(Records from a dataset)
** begin **
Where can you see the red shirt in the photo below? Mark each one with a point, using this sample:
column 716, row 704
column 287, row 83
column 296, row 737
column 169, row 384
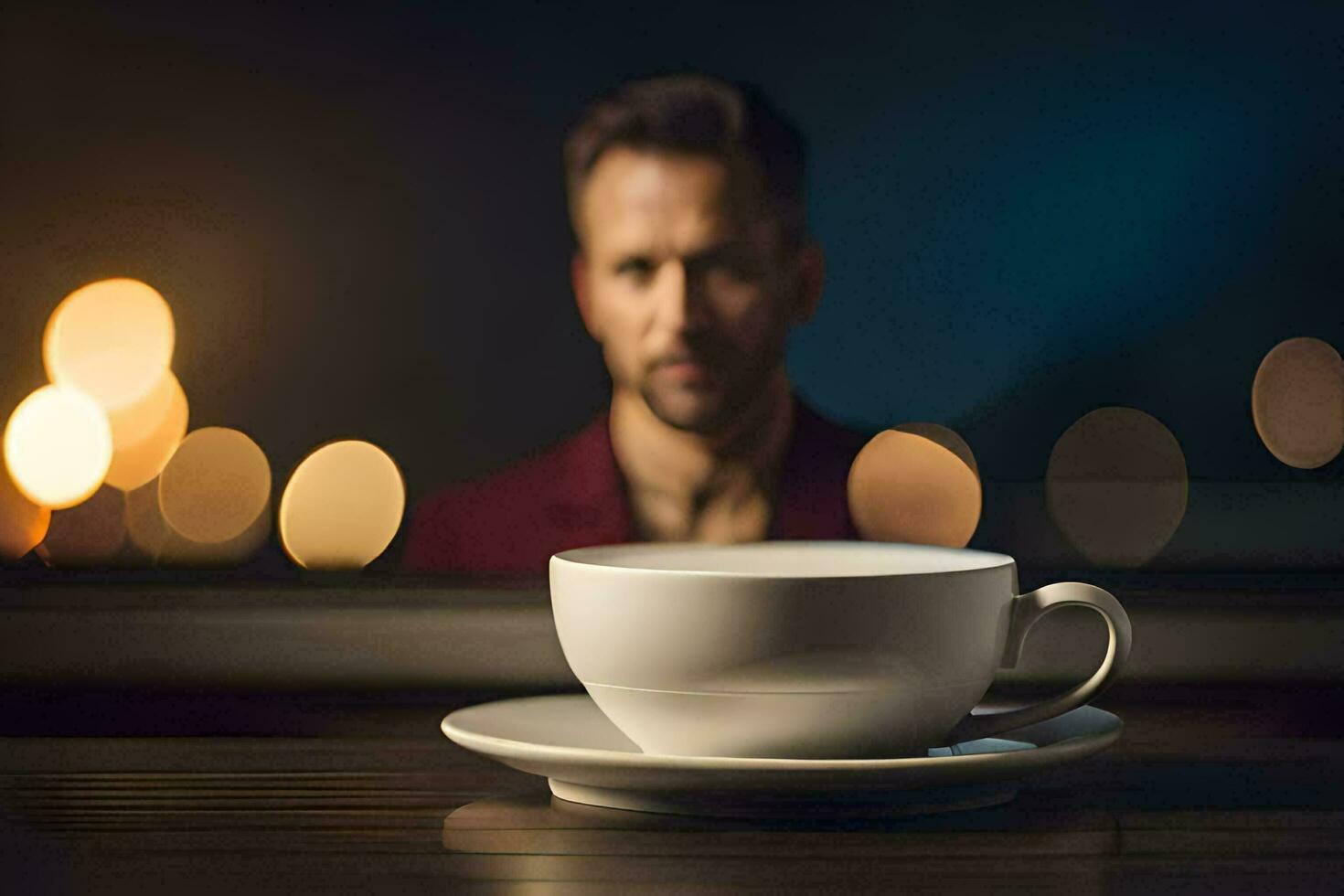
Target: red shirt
column 574, row 495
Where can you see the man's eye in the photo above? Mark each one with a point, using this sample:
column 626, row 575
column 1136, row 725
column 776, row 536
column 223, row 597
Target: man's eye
column 637, row 268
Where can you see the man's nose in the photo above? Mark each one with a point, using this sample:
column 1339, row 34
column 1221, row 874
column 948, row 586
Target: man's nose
column 682, row 301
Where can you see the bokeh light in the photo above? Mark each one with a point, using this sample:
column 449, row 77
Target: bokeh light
column 58, row 446
column 146, row 531
column 89, row 534
column 945, row 437
column 112, row 340
column 145, row 434
column 215, row 485
column 183, row 552
column 1297, row 402
column 907, row 488
column 342, row 507
column 1117, row 486
column 23, row 524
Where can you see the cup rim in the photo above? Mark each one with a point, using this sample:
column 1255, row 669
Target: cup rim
column 594, row 557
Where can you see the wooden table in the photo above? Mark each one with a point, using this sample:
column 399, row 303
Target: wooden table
column 1211, row 789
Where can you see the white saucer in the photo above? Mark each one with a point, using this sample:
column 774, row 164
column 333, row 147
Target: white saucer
column 588, row 761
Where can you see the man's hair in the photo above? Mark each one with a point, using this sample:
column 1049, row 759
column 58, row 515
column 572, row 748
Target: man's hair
column 695, row 114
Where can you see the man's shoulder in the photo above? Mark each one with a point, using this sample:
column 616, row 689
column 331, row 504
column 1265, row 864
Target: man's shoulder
column 512, row 518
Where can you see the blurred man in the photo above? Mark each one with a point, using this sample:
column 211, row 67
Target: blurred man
column 692, row 263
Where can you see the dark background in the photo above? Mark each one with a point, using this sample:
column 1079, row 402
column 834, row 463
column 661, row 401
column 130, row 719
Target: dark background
column 357, row 214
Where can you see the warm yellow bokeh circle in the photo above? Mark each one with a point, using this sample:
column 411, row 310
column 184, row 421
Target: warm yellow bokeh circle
column 112, row 340
column 58, row 446
column 342, row 507
column 907, row 488
column 215, row 485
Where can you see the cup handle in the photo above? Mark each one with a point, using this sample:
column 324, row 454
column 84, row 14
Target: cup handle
column 1029, row 607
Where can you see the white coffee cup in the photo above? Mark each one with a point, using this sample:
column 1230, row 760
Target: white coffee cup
column 806, row 649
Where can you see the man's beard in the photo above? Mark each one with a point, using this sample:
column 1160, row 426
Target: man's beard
column 730, row 403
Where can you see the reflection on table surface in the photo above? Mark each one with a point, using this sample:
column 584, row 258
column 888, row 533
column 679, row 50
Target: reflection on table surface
column 1218, row 789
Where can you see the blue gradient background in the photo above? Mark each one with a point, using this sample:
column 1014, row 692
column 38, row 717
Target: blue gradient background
column 357, row 215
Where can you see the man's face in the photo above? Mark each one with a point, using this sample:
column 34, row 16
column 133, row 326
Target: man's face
column 684, row 283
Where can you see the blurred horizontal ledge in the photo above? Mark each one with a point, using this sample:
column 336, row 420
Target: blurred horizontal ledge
column 385, row 635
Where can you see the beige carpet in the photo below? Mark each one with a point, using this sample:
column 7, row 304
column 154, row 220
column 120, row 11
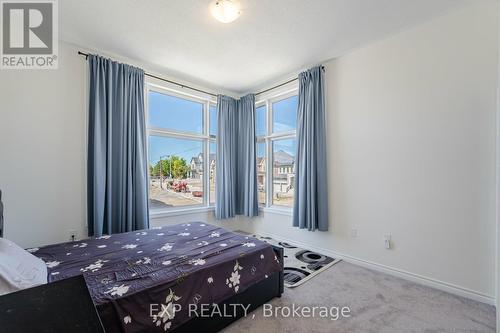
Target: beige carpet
column 378, row 303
** end **
● Aim of the task:
Transcribe each of the records above word for word, leaving out the pictures.

● Solution:
Where can you see the red shirt in the photo below? Mark each one with a point, using this sample:
column 716, row 704
column 287, row 83
column 296, row 737
column 169, row 384
Target: red shirt
column 574, row 495
Where can you see the man's eye in the photo above? Mark each one with a point, using this sample:
column 626, row 575
column 1136, row 725
column 776, row 536
column 223, row 597
Target: man's eye
column 637, row 268
Where can you see the man's nose in the photo above? Mark each one with a point, using this sample:
column 1339, row 34
column 1221, row 874
column 948, row 586
Target: man's nose
column 682, row 301
Where can you see the bokeh light in the photo above? Mark each one with a point, using this sample:
column 449, row 77
Target: bokeh light
column 58, row 446
column 146, row 531
column 89, row 534
column 945, row 437
column 112, row 340
column 145, row 434
column 215, row 485
column 183, row 552
column 1297, row 402
column 907, row 488
column 342, row 507
column 1117, row 486
column 23, row 524
Where can you see the cup rim in the photo above? Mark each one with a point, using this sample:
column 1255, row 669
Target: cup rim
column 594, row 557
Where can you see the wooden table in the photo above? Mark each one with a point, using this sample:
column 399, row 303
Target: wooden table
column 1211, row 789
Where can you see the white saucer in the photo above? Mark each one with a point, using this sample:
column 774, row 164
column 333, row 147
Target: white saucer
column 588, row 761
Where can you see the man's hair in the photo above? Mark each one with a point, using this sample:
column 1049, row 759
column 58, row 515
column 572, row 748
Target: man's hair
column 695, row 114
Where can you see the man's shoulder in the photo above? Mark each one with a point, using this sample:
column 616, row 689
column 331, row 504
column 1265, row 864
Target: man's shoulder
column 512, row 518
Where can you see the blurred man in the photo above? Mark each one with a point, using this sample:
column 211, row 67
Target: blurred man
column 692, row 263
Where can you see the dark background in the photo above? Mark each one with a point, using this sample:
column 1079, row 402
column 834, row 463
column 661, row 401
column 130, row 719
Target: dark background
column 357, row 214
Where can you see the warm yellow bokeh circle in the photo above? Mark each one with a point, using this sample:
column 411, row 310
column 184, row 421
Target: warm yellow bokeh circle
column 112, row 340
column 58, row 446
column 342, row 507
column 907, row 488
column 215, row 485
Where can you see the cup handle in the photo above? Mark each one with a point, using this sample:
column 324, row 454
column 84, row 14
Target: cup handle
column 1029, row 607
Where can you see the white coffee cup in the photo above? Mark each one with a point, using this sample:
column 1230, row 760
Target: white coffee cup
column 806, row 649
Where can you see the man's beard in the photo above? Mark each one with a point, using this sample:
column 1160, row 426
Target: man's beard
column 730, row 403
Where can you see the reflection on table surface in the photo above? Mark each one with a point, using this sample:
column 584, row 258
column 888, row 533
column 679, row 50
Target: reflection on table surface
column 1218, row 789
Where can you see the blue gradient background in the photo above? Mark each one with a point, using this sample:
column 1014, row 692
column 38, row 717
Target: blue gradient background
column 357, row 215
Where can you see the man's face in the photo above? Mark each one with a point, using this sample:
column 34, row 16
column 133, row 326
Target: man's face
column 684, row 283
Where can you see the blurred horizontal ledge in the photo above? Mark each one with a point, using this sample:
column 336, row 420
Target: blurred horizontal ledge
column 385, row 635
Where can you see the beige carpet in the photo below? Mark each one with a point, using this sample:
column 7, row 304
column 154, row 220
column 120, row 11
Target: beige carpet
column 378, row 303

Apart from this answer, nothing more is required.